(Excerpts of location labeling data)
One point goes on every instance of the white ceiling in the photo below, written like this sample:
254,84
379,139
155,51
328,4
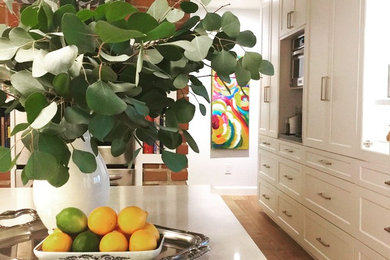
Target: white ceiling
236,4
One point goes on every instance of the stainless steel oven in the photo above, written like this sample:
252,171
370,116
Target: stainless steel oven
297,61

==

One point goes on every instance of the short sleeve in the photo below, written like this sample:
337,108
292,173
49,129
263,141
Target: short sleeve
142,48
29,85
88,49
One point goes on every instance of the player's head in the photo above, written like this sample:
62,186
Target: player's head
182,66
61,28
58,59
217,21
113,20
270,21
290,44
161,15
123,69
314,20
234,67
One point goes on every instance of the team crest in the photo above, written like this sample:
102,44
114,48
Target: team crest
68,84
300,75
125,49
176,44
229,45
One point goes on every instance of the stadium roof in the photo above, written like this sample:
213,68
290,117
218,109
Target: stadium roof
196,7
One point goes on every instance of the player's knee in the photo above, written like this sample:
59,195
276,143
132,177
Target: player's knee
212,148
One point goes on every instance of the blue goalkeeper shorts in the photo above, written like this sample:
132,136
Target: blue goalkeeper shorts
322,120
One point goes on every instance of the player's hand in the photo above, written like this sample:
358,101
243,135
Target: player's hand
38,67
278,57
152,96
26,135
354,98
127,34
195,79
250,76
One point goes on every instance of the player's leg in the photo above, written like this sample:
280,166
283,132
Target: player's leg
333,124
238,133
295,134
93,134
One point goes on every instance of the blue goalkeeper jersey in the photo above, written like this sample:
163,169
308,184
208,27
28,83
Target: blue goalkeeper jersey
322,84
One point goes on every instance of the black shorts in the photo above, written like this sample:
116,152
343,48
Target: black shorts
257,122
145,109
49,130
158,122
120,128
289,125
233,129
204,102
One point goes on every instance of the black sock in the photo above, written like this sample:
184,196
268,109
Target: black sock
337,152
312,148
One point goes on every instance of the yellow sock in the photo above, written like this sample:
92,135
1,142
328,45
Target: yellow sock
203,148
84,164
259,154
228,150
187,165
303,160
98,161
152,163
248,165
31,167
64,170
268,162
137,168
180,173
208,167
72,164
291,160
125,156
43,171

» **The task**:
Report every line in the entries above that contains the word "black", treating uppercase and lowercase as different.

» **Exercise result**:
One point goes on every instance of the black shorts in the photo above, written like this sample:
Target: black shorts
One point goes on every instance of the black sock in the photo above, written like this sample:
Target: black sock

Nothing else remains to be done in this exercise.